> **TASK TO COMPLETE**
Count the lines in the records below that contain the word "could", treating uppercase and lowercase as different. Give only the number.

> **THE DATA**
==============================

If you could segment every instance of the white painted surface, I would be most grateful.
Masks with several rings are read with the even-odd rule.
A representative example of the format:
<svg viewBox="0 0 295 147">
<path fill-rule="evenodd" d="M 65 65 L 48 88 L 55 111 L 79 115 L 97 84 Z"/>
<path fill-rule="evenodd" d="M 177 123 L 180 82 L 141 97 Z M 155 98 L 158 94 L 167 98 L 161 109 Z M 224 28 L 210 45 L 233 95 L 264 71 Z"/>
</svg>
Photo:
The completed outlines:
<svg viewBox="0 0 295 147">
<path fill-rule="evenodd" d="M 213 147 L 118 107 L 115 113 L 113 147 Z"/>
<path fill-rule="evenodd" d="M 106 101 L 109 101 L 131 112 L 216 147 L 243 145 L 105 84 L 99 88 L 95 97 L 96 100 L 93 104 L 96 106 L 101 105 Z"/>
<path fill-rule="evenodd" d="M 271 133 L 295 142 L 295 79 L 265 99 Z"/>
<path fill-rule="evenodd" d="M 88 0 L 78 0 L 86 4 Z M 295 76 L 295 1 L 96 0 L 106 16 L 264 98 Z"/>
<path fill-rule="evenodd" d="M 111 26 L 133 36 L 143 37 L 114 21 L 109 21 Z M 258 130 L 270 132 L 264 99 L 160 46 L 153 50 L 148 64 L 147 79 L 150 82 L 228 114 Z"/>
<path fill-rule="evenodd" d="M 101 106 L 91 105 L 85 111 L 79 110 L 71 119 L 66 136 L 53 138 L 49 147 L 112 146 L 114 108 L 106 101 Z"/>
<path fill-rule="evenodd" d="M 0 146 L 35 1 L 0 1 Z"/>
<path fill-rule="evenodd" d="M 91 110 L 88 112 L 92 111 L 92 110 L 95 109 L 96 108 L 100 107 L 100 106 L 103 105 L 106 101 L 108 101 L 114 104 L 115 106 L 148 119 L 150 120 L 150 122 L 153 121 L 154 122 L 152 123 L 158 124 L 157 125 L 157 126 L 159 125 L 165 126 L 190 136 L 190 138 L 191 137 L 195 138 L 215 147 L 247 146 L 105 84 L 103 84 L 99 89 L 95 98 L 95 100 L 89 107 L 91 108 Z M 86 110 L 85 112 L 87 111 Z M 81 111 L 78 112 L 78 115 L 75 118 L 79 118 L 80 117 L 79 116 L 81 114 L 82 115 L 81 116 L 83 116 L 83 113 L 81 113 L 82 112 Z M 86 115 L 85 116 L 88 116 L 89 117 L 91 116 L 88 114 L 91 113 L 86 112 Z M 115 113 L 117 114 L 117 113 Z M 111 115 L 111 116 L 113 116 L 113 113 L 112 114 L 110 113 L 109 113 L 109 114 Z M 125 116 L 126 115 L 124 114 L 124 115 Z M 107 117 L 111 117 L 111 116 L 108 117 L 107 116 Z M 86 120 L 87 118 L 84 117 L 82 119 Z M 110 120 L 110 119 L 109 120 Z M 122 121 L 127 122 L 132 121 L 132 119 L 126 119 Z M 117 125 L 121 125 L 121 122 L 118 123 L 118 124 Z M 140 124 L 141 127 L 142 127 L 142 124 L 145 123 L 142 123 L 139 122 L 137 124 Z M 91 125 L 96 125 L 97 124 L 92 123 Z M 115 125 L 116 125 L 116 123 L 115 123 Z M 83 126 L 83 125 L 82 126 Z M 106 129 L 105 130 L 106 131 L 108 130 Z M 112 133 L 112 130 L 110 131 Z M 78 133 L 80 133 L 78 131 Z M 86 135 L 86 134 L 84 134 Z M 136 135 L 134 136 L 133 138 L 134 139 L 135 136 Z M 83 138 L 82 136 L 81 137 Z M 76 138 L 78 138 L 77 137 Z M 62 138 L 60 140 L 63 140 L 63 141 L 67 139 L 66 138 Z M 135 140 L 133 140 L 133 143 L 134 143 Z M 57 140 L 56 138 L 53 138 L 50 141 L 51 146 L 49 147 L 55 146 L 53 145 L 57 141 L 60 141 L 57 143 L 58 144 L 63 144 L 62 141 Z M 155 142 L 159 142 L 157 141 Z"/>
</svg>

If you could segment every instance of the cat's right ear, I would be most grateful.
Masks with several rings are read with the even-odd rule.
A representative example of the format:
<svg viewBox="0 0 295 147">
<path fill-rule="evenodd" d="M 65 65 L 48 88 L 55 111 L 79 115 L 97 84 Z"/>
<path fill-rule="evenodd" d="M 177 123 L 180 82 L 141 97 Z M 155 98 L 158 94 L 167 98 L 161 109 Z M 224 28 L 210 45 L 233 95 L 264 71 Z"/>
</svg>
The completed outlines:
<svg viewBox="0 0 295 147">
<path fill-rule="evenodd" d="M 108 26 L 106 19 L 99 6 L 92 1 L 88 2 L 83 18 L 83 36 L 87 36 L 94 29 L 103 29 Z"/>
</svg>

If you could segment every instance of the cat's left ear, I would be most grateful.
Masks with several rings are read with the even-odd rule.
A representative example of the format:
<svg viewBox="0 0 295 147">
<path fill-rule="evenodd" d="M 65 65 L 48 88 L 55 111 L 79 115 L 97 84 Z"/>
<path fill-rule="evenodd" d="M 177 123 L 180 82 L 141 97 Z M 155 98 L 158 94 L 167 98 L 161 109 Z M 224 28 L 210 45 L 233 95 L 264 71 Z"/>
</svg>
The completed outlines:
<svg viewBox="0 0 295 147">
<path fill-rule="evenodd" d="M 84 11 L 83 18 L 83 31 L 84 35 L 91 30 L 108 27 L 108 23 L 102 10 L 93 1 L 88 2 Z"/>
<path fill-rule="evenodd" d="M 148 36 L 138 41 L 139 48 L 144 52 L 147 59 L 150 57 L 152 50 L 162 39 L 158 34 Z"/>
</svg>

==============================

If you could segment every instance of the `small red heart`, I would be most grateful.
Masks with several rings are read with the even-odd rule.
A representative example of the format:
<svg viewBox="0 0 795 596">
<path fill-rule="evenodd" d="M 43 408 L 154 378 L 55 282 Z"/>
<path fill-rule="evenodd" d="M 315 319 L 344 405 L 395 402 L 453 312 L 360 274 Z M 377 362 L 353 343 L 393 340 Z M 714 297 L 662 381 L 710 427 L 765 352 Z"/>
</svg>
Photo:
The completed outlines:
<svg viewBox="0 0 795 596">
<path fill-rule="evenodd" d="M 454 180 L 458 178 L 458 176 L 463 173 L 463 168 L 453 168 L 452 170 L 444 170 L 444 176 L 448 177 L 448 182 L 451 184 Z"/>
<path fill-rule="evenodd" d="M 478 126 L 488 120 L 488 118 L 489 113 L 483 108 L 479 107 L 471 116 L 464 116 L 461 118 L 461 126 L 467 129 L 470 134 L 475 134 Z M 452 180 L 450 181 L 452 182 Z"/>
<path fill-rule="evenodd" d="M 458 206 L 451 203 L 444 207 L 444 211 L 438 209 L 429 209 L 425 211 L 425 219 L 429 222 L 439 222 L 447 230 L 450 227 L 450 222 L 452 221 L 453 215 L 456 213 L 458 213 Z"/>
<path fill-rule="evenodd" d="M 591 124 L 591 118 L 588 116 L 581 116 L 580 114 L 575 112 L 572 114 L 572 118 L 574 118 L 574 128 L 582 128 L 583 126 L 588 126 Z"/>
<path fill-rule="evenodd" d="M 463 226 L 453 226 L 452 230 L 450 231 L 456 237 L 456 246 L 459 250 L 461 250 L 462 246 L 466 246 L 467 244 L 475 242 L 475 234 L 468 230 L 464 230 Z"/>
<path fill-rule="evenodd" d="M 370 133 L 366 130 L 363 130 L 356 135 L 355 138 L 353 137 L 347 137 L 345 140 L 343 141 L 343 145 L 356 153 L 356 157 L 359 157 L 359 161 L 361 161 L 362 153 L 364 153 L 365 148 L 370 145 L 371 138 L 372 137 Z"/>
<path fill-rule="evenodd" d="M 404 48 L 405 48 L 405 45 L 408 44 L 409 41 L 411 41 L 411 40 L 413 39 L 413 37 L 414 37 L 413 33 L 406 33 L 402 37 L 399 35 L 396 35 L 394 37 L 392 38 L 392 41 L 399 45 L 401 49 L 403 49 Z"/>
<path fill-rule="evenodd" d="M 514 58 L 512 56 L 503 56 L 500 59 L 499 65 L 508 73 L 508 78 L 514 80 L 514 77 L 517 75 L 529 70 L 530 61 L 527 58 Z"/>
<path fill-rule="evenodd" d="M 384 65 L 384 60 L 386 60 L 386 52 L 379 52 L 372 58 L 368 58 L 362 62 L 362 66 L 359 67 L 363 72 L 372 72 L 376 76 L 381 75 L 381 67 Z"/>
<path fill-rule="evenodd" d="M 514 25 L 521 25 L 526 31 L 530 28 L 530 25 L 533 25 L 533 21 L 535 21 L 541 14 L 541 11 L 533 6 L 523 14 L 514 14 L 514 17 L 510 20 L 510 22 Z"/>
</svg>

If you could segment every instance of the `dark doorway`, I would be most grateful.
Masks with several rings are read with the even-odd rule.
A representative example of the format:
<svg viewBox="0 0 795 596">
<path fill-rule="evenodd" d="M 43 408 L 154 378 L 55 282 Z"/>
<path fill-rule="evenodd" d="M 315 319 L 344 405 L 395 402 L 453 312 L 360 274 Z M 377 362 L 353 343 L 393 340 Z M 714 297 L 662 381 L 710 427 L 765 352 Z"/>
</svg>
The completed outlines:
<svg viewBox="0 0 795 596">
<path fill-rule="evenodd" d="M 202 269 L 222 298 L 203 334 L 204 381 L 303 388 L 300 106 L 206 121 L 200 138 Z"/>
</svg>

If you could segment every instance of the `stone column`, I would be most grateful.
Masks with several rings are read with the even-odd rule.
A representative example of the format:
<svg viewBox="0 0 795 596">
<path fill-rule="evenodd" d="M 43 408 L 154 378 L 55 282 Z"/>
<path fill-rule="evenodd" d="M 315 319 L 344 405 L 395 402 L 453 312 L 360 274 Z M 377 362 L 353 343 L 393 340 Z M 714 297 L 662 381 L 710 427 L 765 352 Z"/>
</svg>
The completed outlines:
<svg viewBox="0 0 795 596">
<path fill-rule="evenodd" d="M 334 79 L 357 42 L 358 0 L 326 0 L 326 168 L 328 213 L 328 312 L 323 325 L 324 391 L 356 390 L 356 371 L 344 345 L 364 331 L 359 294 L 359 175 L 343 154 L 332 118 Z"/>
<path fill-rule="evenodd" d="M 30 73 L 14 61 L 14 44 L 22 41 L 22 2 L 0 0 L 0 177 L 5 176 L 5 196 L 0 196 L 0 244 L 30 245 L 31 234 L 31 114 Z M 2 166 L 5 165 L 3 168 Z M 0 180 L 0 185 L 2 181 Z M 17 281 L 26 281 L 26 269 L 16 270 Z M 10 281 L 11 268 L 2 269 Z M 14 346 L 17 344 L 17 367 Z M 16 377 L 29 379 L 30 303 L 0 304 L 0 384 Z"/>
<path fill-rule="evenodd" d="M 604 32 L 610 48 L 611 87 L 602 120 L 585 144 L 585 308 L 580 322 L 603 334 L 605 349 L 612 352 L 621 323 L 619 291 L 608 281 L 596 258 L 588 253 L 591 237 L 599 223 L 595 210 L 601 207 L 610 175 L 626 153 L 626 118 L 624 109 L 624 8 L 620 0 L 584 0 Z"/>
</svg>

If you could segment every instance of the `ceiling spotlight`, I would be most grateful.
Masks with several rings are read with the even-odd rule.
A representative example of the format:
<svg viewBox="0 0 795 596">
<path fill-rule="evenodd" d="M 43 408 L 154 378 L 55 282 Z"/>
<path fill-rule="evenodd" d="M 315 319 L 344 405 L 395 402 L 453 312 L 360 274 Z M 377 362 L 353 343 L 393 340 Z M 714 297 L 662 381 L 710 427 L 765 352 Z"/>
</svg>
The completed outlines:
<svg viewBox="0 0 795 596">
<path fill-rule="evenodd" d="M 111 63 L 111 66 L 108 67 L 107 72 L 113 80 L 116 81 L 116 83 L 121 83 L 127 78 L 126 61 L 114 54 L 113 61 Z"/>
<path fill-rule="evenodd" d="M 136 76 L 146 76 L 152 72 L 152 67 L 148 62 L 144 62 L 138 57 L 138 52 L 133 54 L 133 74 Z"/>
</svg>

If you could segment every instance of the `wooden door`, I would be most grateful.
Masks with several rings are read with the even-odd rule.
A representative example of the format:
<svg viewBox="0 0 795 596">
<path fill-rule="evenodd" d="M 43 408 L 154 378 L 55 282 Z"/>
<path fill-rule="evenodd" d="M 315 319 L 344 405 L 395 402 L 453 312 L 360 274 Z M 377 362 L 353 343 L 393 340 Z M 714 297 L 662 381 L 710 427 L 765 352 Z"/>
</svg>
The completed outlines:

==============================

> **SOLUTION FOR THIS PROBLEM**
8